[SELECTED PASSAGE Boundary: Start]
"The biggest insecurity I have about the book is why would anyone care? This is just the minutiae of a perfectly ordinary middle-class girl living in the suburbs – like who gives a s***? And the thing I would comfort myself with is, well in 2080 what happened in 1980 will be social history."
Of course, Camp is doing much more than documenting our recent past. She is filtering it through her warm, funny sensibility, distilling the spirit of an average young woman navigating rough waters. Yes, she's sneaking Bacardi and Cokes and reading self-help books but she's also managing a violent, unpredictable boyfriend and a terrible job selling encyclopedias door to door. She is sexually assaulted. She is arrested. Her boyfriend goes to prison. At 15 her confidante is a 41-year-old drug dealer. Time and again she escapes bad situations she isn't equipped to negotiate.
"Being a daring, brave, courageous young woman shouldn't be as dangerous as it is," she says.
[SELECTED PASSAGE Boundary: End]
WHAT YOU ARE ASKED TO DO |
Can you quote the passage above about Camp's book, starting at "Of course, Camp" and ending at "equipped to negotiate."?
[DATA Boundary: Start]
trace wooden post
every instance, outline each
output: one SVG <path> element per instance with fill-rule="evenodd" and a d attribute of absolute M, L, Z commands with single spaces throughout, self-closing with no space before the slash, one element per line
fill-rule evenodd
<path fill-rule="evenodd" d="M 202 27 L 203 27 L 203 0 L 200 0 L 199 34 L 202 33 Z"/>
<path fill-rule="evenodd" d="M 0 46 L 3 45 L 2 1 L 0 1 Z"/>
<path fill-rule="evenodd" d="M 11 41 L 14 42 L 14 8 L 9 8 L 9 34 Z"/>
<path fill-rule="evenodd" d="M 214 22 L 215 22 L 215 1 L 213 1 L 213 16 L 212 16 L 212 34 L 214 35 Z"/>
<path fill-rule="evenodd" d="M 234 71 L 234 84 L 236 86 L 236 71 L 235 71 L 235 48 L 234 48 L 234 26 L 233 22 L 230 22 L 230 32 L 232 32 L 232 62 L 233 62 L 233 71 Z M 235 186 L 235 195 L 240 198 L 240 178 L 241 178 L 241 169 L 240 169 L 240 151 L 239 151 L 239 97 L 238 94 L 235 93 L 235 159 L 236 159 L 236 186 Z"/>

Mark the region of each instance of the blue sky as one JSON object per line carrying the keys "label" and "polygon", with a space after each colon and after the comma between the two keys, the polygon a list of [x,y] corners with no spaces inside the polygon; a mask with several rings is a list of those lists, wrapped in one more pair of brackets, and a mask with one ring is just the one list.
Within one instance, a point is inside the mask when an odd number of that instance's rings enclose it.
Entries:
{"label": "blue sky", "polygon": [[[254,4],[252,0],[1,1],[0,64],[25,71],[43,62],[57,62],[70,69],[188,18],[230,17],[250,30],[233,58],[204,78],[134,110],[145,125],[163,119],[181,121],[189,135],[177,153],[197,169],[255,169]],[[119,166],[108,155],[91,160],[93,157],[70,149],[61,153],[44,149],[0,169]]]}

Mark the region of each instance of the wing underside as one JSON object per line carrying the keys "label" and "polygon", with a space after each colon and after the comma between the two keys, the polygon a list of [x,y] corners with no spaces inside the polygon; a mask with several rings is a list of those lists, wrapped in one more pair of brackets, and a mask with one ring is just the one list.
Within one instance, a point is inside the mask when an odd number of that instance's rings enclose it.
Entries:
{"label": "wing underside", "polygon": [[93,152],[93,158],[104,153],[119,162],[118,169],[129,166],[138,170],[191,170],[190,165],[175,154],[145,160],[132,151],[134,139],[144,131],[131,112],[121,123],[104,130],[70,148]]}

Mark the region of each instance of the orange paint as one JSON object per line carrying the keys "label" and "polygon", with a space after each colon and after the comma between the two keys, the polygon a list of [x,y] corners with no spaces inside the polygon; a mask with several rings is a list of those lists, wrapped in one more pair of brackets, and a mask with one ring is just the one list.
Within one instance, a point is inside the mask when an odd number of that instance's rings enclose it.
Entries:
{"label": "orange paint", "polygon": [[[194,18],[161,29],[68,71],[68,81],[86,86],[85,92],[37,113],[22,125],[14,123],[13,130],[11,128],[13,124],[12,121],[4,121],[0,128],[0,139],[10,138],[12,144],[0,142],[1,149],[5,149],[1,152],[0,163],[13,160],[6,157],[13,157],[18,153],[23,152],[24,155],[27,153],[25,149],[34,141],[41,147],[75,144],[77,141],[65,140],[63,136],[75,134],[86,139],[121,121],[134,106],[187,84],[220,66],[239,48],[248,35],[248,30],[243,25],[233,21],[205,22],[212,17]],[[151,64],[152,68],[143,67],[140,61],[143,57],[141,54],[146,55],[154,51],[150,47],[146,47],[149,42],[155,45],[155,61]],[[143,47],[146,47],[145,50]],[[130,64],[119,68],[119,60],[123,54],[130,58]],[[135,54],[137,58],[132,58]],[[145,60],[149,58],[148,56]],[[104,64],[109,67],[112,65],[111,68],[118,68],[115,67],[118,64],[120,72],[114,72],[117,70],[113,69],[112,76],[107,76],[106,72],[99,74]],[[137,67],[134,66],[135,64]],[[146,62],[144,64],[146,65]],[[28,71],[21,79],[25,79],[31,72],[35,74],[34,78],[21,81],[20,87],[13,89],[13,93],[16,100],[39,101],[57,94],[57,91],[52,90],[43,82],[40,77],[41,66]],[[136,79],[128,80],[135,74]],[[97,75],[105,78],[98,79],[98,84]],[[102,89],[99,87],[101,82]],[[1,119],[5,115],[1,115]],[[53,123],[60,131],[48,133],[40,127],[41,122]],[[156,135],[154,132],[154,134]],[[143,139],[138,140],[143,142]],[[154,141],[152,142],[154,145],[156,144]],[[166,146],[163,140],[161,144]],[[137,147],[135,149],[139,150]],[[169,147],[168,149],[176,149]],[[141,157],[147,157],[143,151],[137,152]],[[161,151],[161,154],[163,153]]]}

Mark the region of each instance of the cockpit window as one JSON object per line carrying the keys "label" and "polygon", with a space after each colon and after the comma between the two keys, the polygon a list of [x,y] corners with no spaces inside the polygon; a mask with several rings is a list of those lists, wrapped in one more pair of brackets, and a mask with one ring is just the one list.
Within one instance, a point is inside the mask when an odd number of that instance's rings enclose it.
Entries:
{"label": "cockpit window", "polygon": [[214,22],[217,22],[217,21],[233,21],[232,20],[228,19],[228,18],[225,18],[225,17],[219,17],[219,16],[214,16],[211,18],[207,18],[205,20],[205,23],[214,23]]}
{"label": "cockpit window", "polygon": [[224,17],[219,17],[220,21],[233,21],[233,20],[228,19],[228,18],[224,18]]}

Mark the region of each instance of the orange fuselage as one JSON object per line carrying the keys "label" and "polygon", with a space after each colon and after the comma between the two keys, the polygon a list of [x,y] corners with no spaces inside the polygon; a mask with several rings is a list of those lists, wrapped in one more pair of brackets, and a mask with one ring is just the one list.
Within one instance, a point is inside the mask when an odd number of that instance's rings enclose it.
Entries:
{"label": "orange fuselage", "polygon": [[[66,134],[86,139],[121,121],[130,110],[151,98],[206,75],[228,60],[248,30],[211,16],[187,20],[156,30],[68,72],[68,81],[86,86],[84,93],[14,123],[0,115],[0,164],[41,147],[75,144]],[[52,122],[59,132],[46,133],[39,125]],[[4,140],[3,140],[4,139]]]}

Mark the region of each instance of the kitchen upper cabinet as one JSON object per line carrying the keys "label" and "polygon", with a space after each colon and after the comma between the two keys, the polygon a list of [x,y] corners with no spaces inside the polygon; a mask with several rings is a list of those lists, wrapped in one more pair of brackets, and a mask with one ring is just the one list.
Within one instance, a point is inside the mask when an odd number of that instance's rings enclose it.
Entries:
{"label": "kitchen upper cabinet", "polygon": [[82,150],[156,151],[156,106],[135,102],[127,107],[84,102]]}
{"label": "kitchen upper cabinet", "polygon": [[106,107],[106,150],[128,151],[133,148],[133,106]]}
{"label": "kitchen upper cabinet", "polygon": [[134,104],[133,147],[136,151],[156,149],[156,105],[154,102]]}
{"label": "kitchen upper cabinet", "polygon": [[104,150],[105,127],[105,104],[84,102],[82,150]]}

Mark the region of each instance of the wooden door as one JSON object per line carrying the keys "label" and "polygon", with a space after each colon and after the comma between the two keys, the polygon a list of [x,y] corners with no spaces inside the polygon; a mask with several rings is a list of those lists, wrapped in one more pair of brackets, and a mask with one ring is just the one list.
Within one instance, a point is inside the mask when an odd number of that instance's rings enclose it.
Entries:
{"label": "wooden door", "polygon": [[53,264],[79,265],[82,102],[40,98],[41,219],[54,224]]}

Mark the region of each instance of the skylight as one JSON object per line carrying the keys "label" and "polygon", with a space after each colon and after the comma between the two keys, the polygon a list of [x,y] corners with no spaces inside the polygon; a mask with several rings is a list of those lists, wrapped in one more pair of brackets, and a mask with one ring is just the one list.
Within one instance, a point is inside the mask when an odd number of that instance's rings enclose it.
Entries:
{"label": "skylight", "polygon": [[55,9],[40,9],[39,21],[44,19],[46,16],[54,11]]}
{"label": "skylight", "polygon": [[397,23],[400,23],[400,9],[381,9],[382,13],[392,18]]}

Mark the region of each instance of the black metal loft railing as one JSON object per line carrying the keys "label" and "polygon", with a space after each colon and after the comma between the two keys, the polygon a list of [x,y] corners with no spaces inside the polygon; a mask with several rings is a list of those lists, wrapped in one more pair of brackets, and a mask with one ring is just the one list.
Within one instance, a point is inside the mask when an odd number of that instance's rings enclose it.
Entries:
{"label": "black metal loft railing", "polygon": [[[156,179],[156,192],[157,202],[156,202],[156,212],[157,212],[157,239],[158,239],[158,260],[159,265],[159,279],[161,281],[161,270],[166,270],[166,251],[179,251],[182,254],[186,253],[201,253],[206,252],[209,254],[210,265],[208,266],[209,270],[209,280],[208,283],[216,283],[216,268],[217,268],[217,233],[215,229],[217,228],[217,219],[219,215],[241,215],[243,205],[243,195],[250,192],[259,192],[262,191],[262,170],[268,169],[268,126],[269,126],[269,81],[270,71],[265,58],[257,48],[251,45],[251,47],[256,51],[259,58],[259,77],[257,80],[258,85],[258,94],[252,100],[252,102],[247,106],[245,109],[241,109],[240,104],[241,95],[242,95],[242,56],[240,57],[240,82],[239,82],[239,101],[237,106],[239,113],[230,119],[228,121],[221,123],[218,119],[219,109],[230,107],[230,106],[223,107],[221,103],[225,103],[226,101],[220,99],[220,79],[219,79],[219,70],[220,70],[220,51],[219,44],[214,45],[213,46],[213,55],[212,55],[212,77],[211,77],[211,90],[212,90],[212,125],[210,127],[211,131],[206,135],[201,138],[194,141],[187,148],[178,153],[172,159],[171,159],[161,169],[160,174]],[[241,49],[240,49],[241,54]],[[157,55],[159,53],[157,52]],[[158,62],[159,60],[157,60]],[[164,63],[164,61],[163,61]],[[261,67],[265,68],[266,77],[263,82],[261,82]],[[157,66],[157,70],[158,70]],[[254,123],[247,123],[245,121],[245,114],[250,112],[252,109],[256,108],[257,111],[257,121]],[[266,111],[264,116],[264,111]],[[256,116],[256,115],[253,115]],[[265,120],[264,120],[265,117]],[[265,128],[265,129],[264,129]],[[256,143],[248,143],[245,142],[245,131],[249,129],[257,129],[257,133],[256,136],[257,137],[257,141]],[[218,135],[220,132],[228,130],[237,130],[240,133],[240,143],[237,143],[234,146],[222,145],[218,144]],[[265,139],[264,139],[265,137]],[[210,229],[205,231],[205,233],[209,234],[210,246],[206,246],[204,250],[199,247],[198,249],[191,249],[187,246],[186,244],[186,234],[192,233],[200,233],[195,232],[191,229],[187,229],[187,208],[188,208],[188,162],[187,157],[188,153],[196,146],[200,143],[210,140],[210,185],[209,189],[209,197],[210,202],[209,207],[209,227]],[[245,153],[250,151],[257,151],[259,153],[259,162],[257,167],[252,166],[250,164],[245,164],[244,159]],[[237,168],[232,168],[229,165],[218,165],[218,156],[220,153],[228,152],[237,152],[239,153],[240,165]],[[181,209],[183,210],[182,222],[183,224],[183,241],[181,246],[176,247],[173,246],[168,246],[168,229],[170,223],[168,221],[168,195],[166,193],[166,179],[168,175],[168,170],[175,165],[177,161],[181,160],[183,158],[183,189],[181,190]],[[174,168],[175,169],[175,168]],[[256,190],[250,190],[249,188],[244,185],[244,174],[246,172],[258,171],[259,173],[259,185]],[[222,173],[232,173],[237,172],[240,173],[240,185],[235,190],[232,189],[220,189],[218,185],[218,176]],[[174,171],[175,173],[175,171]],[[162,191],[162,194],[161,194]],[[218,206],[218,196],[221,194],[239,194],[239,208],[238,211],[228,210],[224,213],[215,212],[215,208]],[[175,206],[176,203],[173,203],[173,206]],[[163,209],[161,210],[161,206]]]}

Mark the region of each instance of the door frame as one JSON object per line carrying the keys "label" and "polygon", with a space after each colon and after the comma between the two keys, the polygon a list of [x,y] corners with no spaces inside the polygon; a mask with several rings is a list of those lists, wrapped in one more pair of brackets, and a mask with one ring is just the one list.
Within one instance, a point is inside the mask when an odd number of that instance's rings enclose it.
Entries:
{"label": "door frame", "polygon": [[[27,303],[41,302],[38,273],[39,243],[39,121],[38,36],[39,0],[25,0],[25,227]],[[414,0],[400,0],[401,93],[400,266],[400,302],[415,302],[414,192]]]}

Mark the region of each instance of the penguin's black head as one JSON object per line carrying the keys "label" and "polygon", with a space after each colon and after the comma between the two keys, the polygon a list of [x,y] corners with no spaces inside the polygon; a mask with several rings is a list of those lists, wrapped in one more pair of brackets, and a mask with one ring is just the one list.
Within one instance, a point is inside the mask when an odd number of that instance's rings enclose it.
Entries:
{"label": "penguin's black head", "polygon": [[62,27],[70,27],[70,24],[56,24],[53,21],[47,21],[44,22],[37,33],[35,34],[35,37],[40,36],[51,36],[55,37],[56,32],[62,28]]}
[DATA Boundary: End]
SOLUTION FOR THIS TASK |
Of course, Camp is doing much more than documenting our recent past. She is filtering it through her warm, funny sensibility, distilling the spirit of an average young woman navigating rough waters. Yes, she's sneaking Bacardi and Cokes and reading self-help books but she's also managing a violent, unpredictable boyfriend and a terrible job selling encyclopedias door to door. She is sexually assaulted. She is arrested. Her boyfriend goes to prison. At 15 her confidante is a 41-year-old drug dealer. Time and again she escapes bad situations she isn't equipped to negotiate.